▶ [AIM]:
Starting with the line that contains "Task: set a point on the splashing", reproduce each line through the end of the entries exactly as written.

▶ [DATA PROVIDED]:
----------

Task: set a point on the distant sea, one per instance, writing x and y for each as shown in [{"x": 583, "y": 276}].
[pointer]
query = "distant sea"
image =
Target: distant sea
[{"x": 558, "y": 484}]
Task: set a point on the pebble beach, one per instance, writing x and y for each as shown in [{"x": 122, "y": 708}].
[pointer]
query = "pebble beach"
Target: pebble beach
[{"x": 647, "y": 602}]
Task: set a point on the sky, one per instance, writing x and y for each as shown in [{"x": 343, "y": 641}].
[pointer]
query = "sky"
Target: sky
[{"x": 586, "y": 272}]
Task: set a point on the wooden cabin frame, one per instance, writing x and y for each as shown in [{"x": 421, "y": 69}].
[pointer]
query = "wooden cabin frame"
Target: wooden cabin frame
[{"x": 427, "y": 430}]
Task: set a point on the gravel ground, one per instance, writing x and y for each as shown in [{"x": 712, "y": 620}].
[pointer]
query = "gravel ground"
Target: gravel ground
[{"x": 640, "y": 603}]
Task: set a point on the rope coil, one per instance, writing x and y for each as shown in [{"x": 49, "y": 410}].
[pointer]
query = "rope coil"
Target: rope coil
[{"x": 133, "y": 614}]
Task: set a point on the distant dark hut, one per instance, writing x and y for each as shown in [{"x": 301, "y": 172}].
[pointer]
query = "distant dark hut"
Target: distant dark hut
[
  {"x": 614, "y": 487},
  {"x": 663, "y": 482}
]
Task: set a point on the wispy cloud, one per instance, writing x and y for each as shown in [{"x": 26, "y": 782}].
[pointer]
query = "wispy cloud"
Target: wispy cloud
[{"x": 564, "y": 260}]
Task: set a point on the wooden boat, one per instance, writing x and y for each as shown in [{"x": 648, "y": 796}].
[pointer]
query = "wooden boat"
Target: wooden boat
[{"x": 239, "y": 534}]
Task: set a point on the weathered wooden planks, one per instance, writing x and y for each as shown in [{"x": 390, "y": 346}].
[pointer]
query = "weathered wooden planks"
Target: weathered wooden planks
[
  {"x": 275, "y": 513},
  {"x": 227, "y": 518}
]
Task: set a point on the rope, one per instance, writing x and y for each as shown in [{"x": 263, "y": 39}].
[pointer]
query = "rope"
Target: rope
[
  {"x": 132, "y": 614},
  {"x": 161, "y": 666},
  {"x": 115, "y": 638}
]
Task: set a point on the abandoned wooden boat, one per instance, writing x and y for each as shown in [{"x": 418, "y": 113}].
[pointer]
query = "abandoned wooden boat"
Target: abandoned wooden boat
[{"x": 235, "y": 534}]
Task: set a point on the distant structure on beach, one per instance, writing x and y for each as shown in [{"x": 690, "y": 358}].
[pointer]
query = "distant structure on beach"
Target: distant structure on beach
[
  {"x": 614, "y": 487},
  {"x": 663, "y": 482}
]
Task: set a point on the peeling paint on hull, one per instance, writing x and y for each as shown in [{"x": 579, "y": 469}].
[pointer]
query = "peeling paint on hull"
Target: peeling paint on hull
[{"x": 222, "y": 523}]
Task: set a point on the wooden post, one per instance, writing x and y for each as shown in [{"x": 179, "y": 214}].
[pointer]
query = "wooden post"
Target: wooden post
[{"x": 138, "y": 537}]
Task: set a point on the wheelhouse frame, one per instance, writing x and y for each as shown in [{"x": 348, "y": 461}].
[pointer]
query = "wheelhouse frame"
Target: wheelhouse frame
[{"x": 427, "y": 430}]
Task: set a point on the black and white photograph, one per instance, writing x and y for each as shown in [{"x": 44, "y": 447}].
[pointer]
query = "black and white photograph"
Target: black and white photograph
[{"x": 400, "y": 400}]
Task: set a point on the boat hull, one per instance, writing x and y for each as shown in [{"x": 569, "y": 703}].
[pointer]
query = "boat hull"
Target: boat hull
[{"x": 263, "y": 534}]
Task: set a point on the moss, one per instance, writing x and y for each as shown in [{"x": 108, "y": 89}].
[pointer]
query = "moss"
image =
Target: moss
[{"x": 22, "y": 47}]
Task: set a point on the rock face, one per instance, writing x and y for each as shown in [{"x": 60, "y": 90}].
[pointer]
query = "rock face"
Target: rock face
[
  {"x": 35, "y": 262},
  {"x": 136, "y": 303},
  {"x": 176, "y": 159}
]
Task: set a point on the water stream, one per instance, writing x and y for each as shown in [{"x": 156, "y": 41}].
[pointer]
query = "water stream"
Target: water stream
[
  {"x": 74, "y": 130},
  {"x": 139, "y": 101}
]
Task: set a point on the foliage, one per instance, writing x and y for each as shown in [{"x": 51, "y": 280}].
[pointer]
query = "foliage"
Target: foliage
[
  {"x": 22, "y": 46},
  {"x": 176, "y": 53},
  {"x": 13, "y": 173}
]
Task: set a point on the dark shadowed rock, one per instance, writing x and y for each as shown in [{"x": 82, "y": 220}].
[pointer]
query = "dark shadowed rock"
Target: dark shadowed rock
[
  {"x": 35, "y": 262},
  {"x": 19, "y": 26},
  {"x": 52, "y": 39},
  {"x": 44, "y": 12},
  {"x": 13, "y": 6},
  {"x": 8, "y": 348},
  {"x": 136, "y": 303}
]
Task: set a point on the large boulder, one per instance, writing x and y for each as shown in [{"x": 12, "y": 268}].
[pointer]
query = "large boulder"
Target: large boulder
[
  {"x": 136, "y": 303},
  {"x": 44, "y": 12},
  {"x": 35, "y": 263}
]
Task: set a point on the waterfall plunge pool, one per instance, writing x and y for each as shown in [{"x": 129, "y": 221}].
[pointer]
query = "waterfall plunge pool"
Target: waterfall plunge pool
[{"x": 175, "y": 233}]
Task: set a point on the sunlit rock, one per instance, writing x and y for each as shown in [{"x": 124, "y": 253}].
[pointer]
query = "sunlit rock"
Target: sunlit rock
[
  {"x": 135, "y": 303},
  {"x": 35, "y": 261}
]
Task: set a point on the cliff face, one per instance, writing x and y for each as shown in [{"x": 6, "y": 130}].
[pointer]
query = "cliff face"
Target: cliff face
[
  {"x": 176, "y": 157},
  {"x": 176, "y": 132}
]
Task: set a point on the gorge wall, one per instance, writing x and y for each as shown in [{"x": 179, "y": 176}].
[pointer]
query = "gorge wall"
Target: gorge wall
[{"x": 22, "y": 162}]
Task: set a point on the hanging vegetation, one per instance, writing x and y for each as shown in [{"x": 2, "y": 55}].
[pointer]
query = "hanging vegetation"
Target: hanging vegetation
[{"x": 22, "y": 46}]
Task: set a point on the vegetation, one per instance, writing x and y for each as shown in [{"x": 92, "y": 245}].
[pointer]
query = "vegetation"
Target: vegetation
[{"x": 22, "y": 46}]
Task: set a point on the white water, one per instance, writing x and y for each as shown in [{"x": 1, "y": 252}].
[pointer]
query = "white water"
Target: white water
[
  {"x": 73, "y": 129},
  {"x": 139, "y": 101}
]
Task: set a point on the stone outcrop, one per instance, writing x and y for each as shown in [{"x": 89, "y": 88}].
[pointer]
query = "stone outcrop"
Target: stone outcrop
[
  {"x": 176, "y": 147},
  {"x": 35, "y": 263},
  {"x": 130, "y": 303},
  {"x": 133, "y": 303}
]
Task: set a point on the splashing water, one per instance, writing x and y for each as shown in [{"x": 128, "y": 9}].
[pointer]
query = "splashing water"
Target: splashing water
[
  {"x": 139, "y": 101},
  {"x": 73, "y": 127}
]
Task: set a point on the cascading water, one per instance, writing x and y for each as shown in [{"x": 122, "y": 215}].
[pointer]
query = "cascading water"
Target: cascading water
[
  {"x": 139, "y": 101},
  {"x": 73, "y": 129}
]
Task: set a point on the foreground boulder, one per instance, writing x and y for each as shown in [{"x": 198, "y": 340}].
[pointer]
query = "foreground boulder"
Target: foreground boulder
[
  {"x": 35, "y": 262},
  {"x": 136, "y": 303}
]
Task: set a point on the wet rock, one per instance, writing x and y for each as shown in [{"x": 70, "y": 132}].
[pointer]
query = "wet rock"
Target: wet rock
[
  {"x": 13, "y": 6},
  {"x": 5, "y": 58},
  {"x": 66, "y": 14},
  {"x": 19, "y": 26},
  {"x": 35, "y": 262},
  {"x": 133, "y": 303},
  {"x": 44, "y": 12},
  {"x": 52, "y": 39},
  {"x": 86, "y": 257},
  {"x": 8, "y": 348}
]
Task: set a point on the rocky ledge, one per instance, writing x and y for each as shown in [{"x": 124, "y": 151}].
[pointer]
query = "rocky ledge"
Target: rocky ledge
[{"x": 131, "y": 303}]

----------

▶ [EXPECTED OUTPUT]:
Task: set a point on the splashing water, one per instance, writing x and y for each as shown in [{"x": 128, "y": 9}].
[pointer]
query = "splashing water"
Target: splashing water
[
  {"x": 139, "y": 101},
  {"x": 73, "y": 127}
]
Task: set a point on the cascading water, one per instance, writing x and y for each as shown in [{"x": 122, "y": 215}].
[pointer]
query = "cascading water"
Target: cascading water
[
  {"x": 139, "y": 101},
  {"x": 73, "y": 129}
]
Task: set a point on the foreground boulder, one per instance, writing x and y for each as shown in [{"x": 198, "y": 340}].
[pointer]
query = "foreground boulder"
Target: foreground boulder
[
  {"x": 35, "y": 262},
  {"x": 136, "y": 303}
]
Task: set a point on the wet rock, one per instance, writing x and y for each as shown in [{"x": 70, "y": 132}].
[pointer]
query = "wet rock"
Target: wet rock
[
  {"x": 13, "y": 6},
  {"x": 5, "y": 58},
  {"x": 66, "y": 14},
  {"x": 19, "y": 26},
  {"x": 35, "y": 262},
  {"x": 133, "y": 303},
  {"x": 44, "y": 12},
  {"x": 52, "y": 39},
  {"x": 86, "y": 257},
  {"x": 8, "y": 348}
]
Task: set a point on the rocky ledge, one per instance, writing x and y for each as shown in [{"x": 124, "y": 151}].
[pointer]
query = "rocky ledge"
Target: rocky ledge
[{"x": 131, "y": 303}]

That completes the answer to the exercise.